Source information Block Start

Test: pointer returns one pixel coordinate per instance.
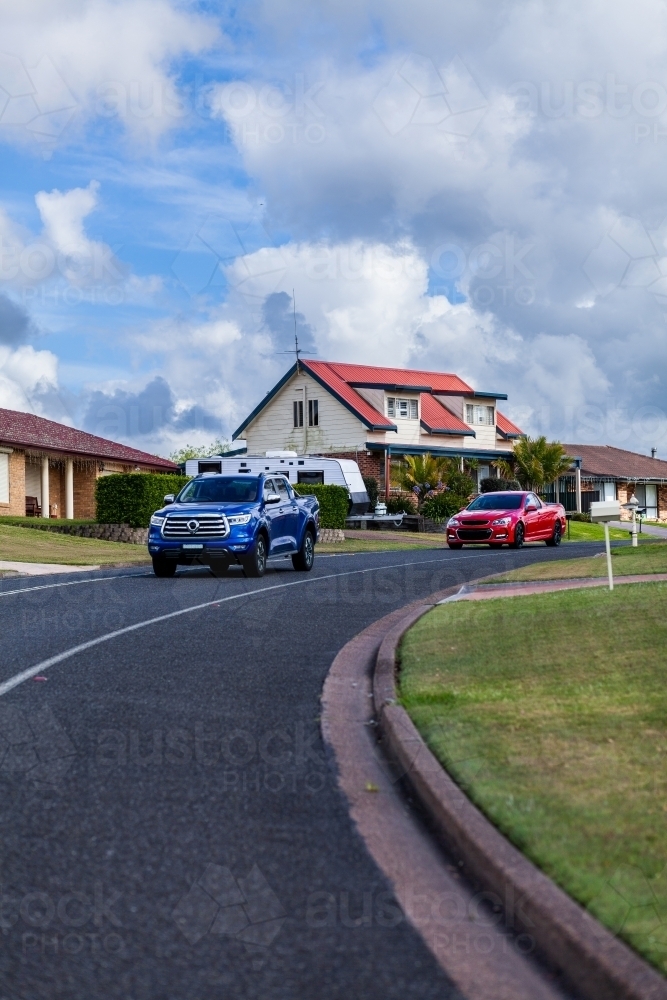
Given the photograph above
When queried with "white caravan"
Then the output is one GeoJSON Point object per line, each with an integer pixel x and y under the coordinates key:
{"type": "Point", "coordinates": [302, 470]}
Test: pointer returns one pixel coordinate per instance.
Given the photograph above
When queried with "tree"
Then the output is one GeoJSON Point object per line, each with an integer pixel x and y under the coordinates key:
{"type": "Point", "coordinates": [423, 475]}
{"type": "Point", "coordinates": [536, 462]}
{"type": "Point", "coordinates": [218, 447]}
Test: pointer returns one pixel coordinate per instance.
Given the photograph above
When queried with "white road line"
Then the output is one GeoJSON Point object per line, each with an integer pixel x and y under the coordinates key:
{"type": "Point", "coordinates": [69, 583]}
{"type": "Point", "coordinates": [39, 668]}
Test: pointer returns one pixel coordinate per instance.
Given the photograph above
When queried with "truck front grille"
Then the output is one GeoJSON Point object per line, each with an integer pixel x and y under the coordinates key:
{"type": "Point", "coordinates": [195, 526]}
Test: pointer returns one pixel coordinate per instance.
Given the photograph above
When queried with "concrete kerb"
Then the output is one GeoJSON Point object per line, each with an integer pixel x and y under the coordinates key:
{"type": "Point", "coordinates": [589, 957]}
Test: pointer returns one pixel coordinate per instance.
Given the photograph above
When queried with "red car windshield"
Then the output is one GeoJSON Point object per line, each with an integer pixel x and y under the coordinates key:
{"type": "Point", "coordinates": [497, 501]}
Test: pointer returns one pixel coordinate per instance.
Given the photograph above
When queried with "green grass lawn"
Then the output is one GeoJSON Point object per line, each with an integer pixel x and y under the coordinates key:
{"type": "Point", "coordinates": [626, 561]}
{"type": "Point", "coordinates": [28, 545]}
{"type": "Point", "coordinates": [582, 531]}
{"type": "Point", "coordinates": [551, 711]}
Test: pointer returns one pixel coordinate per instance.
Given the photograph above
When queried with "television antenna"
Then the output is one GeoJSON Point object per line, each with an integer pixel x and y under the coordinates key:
{"type": "Point", "coordinates": [296, 351]}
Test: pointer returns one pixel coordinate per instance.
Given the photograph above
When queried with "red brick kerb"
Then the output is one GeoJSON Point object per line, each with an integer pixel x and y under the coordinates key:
{"type": "Point", "coordinates": [597, 964]}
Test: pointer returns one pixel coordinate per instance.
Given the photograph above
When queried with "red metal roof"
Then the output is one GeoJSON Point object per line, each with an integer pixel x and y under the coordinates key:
{"type": "Point", "coordinates": [506, 427]}
{"type": "Point", "coordinates": [616, 463]}
{"type": "Point", "coordinates": [324, 372]}
{"type": "Point", "coordinates": [437, 419]}
{"type": "Point", "coordinates": [25, 430]}
{"type": "Point", "coordinates": [370, 375]}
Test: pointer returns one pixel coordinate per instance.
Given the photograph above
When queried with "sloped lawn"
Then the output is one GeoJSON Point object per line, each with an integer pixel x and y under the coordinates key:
{"type": "Point", "coordinates": [551, 710]}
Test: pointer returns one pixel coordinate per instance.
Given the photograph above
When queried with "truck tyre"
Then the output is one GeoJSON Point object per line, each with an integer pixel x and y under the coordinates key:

Source information Block End

**Exercise aim**.
Give the data again exactly, without pictures.

**Result of the exercise**.
Test: pointer returns one pixel coordinate per instance.
Given the photograph above
When queried with "white caravan"
Then the output is one GeoJSON Point object per line, each with an integer pixel x and y under the coordinates key:
{"type": "Point", "coordinates": [302, 470]}
Test: pointer returns one pixel coordinate per instance.
Given the photograph above
When queried with "tree"
Then the output is one GeoJSON Point object per line, each with an integer pixel x and y under the coordinates key:
{"type": "Point", "coordinates": [423, 475]}
{"type": "Point", "coordinates": [536, 462]}
{"type": "Point", "coordinates": [218, 447]}
Test: pointer returns one pixel coordinate per instance.
Given the photograph above
When queried with "white road line"
Then the output is one GeoJSON Point object per line, each with an integer pixel x and y under the coordinates key:
{"type": "Point", "coordinates": [69, 583]}
{"type": "Point", "coordinates": [39, 668]}
Test: pointer returns one pixel coordinate per instance.
Given the photograph above
When queried with "truck front grille"
Then the output is one GeoJSON Point object per line, each with an integer pixel x and y under the coordinates key:
{"type": "Point", "coordinates": [195, 526]}
Test: pointer returns one pixel coordinate per instance.
Given the photograph above
When queried with "concrete kerb"
Then the output is one GeoJSON Point object per line, each with an integer pixel x and y under the coordinates key:
{"type": "Point", "coordinates": [589, 957]}
Test: pointer returns one pixel coordinate per instance.
Given the photograph above
When queried with "red car windshield"
Then the output is one GeoJSON Point object per line, each with an integer pixel x and y under the coordinates key:
{"type": "Point", "coordinates": [497, 501]}
Test: pointer returns one pixel coordinate per instance.
Given the photograph above
When queried with "green grass lawn"
Then the output is one GeoJSON Point object per line, each with an integer pixel x and y under the coordinates key:
{"type": "Point", "coordinates": [626, 561]}
{"type": "Point", "coordinates": [28, 545]}
{"type": "Point", "coordinates": [582, 531]}
{"type": "Point", "coordinates": [551, 711]}
Test: pointer returns one pixel coordinate per instance.
Given the photograph above
When queried with "television antenna"
Then the output is one GeoJSON Point object per line, each with an integer pixel x and y under the coordinates key:
{"type": "Point", "coordinates": [296, 351]}
Test: pointer returns one pixel coordinate per instance.
Given the photograph above
When queried with "red brick kerb"
Then the output is one GeoJSON Point object per line, each with an integer pixel x and y under the coordinates key:
{"type": "Point", "coordinates": [597, 964]}
Test: pointer returns one pixel coordinate per instance.
Given the photograph above
When queried with "red metal roof"
Then the output is one GeoJSON Point object per line, each with an integer pixel x and y under the coordinates key:
{"type": "Point", "coordinates": [506, 427]}
{"type": "Point", "coordinates": [616, 463]}
{"type": "Point", "coordinates": [324, 372]}
{"type": "Point", "coordinates": [437, 419]}
{"type": "Point", "coordinates": [25, 430]}
{"type": "Point", "coordinates": [370, 375]}
Test: pointer returns one pixel coordinate per instance.
Given the photograph above
When queried with "sloped lawn"
Then the output is one GeoJSON Point object per line, each with an integer pixel x and y under the coordinates key:
{"type": "Point", "coordinates": [551, 710]}
Test: pointer returns one pixel coordinate per instance.
Given the photograph above
When queried with "truck tyre"
Then the output is one GeoJSON Point object per line, each with an integer pixel x and y under the coordinates key:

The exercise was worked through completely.